→ Requirements
Please report how many lines below contain the string "woman", with case counting, and give only the number.

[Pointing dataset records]
- - - - -

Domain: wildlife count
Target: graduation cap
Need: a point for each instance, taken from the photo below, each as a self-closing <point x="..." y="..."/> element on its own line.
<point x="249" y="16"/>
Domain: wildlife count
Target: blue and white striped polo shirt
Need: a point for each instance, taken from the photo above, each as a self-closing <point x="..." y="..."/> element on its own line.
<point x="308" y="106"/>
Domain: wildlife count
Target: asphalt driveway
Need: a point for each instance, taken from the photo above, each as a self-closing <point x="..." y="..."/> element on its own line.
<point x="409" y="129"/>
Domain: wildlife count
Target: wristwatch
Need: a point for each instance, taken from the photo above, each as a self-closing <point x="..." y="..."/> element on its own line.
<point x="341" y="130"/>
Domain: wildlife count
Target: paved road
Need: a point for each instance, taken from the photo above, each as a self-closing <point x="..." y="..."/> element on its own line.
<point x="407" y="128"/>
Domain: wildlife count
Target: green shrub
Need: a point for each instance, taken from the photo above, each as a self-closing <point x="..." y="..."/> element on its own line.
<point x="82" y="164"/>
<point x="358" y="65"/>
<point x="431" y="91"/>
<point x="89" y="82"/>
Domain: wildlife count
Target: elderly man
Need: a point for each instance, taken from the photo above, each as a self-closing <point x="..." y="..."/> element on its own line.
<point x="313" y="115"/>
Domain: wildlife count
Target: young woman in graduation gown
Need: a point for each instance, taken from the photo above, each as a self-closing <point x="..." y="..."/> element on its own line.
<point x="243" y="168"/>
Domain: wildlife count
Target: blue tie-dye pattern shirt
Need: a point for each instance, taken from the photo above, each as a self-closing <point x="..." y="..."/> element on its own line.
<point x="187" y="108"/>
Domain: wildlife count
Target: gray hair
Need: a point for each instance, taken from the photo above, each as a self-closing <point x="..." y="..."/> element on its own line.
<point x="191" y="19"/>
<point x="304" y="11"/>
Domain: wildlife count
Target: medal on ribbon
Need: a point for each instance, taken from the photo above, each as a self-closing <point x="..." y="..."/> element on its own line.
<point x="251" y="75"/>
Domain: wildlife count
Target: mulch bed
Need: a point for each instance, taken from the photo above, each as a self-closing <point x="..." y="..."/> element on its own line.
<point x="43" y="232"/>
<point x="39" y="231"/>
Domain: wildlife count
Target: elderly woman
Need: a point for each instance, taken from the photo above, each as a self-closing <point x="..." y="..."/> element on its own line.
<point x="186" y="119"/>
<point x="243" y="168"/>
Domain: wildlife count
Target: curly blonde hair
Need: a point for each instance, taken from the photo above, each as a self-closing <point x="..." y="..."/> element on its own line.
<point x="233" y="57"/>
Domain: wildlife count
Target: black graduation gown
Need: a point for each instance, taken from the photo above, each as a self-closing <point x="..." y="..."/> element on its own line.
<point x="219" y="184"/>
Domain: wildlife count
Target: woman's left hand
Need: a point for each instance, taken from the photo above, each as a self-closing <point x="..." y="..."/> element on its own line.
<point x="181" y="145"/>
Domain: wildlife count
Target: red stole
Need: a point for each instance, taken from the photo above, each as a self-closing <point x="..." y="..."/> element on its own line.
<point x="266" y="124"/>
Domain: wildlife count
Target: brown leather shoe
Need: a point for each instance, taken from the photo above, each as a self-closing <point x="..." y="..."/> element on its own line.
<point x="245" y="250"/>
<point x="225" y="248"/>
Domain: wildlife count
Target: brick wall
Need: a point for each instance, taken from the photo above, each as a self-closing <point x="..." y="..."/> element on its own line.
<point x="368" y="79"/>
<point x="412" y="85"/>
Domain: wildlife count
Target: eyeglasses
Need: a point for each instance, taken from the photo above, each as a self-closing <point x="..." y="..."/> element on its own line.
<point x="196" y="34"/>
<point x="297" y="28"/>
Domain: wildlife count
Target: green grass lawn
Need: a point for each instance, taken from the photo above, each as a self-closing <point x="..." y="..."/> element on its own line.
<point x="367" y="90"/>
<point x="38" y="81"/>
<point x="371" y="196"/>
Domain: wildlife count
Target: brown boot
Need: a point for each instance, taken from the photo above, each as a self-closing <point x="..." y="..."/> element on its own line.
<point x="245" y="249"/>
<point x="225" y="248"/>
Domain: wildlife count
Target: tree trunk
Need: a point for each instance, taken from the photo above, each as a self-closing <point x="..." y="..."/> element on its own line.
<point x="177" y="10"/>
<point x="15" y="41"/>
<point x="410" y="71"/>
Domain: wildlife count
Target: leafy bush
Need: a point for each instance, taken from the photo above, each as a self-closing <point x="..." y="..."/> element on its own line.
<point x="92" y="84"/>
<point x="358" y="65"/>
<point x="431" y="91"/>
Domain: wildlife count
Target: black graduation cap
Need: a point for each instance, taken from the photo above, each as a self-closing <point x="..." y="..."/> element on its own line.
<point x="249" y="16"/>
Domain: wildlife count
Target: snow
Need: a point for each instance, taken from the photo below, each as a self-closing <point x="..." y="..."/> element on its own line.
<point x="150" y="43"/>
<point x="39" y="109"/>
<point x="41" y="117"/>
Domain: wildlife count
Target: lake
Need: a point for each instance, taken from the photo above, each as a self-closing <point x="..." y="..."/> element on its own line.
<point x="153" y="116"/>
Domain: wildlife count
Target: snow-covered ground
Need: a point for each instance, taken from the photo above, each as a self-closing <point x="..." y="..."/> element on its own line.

- - - - -

→ Result of this task
3